____ Extract to read

# free cherry blanks



## robert421960 (Dec 9, 2010)

I have had people on this site be really good to me and others so now its my turn to give.I have some cherry logs that have been laying in the woods for over a yr now but it still look great.here are 4 pieces I cut today.I removed the pith and plan to cut them round and seal them.most should be about 8-9 in x3 or more inches here is a bowl I turned last weer out of one of these I put up last yr


----------



## oldmacnut (Dec 27, 2010)

where do i sign up? I would LOVE some cherry, it is very hard to get here in North Texas.


----------



## robert421960 (Dec 9, 2010)

pm me if interested.
ill send these to you for the shipping cost 
if i have many request ill probably have to have shipping cost up front


----------



## RusDemka (Jun 9, 2012)

Pm sent

Got wood? Turn it.....


----------



## knika (Jan 15, 2012)

I am interested but I can't send a PM.

Jack


----------



## robert421960 (Dec 9, 2010)

knika said:


> I am interested but I can't send a PM.
> 
> Jack


 well i just hate that for you lol just kidding
email me [email protected]


----------



## Dominick (May 2, 2011)

Nice job Robert. That cherry looks very nice. 
And nice gesture.


----------



## robert421960 (Dec 9, 2010)

Thanks Dom people have been good to me so imma gonna pay it foward
I cut the 4 blanks to 9" round tonightso ill go see what size boxes will work tomm and hopefully cut some more wood


----------



## Dominick (May 2, 2011)

robert421960 said:


> Thanks Dom people have been good to me so imma gonna pay it foward
> I cut the 4 blanks to 9" round tonightso ill go see what size boxes will work tomm and hopefully cut some more wood


If I had a lathe, I'd be all over that. But I'll take a band saw instead. Lol


----------



## NYKen (Aug 24, 2012)

Some nice looking stock Robert, and a fine gesture indeed. Share the wood bro, well done

Ken


----------



## duncsuss (Aug 21, 2009)

I won't take up your offer, but thanks for your generosity


----------



## Road rider (Jan 29, 2012)

Those are some very nice looking pieces of cherry...I would love to turn a cherry bowl... 
Am a newbie so can not pm you yet...
Live in West Texas so have acres and acres of mesquite if you ever have a need...
Thanks


----------



## kd5nay (May 25, 2012)

Hey Wendell, would you mind If I send you an email? I tried to pm you but it won't let you receive them yet. Or just send me an email at [email protected] so I can get your address

Thanks!
Andy


----------



## rrbrown (Feb 15, 2009)

________

» **Problems and tasks**:
- a) Give every first name that a poster signs at the end of a post in the cherry blanks thread.
- b) Answer these questions from the cherry blanks thread:
(i) How long have the cherry logs been lying in the woods?
(ii) To what size did robert421960 cut the four blanks?
(iii) What does Road rider say West Texas has acres and acres of?
- c) Carry the cherry blanks thread on from the point where it stops.
The data below has no connection to the cherry blanks thread.

____ Material supplied

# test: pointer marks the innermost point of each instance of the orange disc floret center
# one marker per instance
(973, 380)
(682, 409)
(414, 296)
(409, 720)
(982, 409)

________

» **Task-by-task answers**:
- a) Jack, Ken, Andy

- b)
(i) Over a year.
(ii) 9 inches round.
(iii) Mesquite.

- c)
Very nice of you. That's why I like this forum.:thumbsup:


----------



## Dominick (May 2, 2011)

rrbrown said:


> Very nice of you. That's why I like this forum.:thumbsup:


Me to. if only they would start handing out tools, it would even be better. Lol. 
I don't have much to offer, but its nice to see everyone getting along. 
I just jinxed myself.


----------



## Road rider (Jan 29, 2012)

Hey Andy... Email headed your way


----------



## robert421960 (Dec 9, 2010)

i sawed enough more blanks today and they look great
i had to work late tonight and all weekend but early week i plan to have these shipped out
it looks like the biggest flat rate box will be need to ship these


----------



## kd5nay (May 25, 2012)

Looking forward to it. Thanks for the generosity!!


----------



## robert421960 (Dec 9, 2010)

I cut the outside off two of these but you can make a deeper bowl if I don't.they are soft on the outside but really good and solid inside


----------



## ru5611 (Aug 17, 2012)

Robert, do you happen to have anything left. I am brand new to wood turning and the forum and have yet to turn anything green. I would love to give it a shot.


----------



## Fishinbo (Jul 23, 2012)

That which you share will multiply ...  May you be blessed more!


----------



## robert421960 (Dec 9, 2010)

ru5611 said:


> Robert, do you happen to have anything left. I am brand new to wood turning and the forum and have yet to turn anything green. I would love to give it a shot.


 its not green but is not dry
the logs have been lying outside for over a yr now
it is rotten around the bark but the wood inside is awesome
ill be glad to send you one
look up in the earlier post for my email and shoot me a note


----------



## lion6255 (Jun 3, 2012)

Thats such a great thing for you to do!


----------



## robert421960 (Dec 9, 2010)

i mailed out all the blanks that you have paid shipping hope you get them before the weekend


----------



## ru5611 (Aug 17, 2012)

Thank you again robert. I really appreciate your generosity.


----------



## robert421960 (Dec 9, 2010)

everyone should have their blanks by now except steved and michael your 2 went out today
please let me know if you didnt get yours and please enjoy them


----------



## ru5611 (Aug 17, 2012)

Thank you very much. Can't wait to get it.


----------



## RusDemka (Jun 9, 2012)

robert421960 said:


> everyone should have their blanks by now except steved and michael your 2 went out today
> please let me know if you didnt get yours and please enjoy them


I got mine last week along with the other blanks you sent me, I'm making the skewer handles tonight, started last night, I like how it cuts. 
I need to do something with the bowl blank though, found a crack along the edge that goes pretty deep, I'm gonna try to stabilize it with CA or some epoxy and get a bowl made soon,,,

Got wood? Turn it.....


----------



## ru5611 (Aug 17, 2012)

Just got my blank today. Love it. Can't wait to get it turnin! Thank you again.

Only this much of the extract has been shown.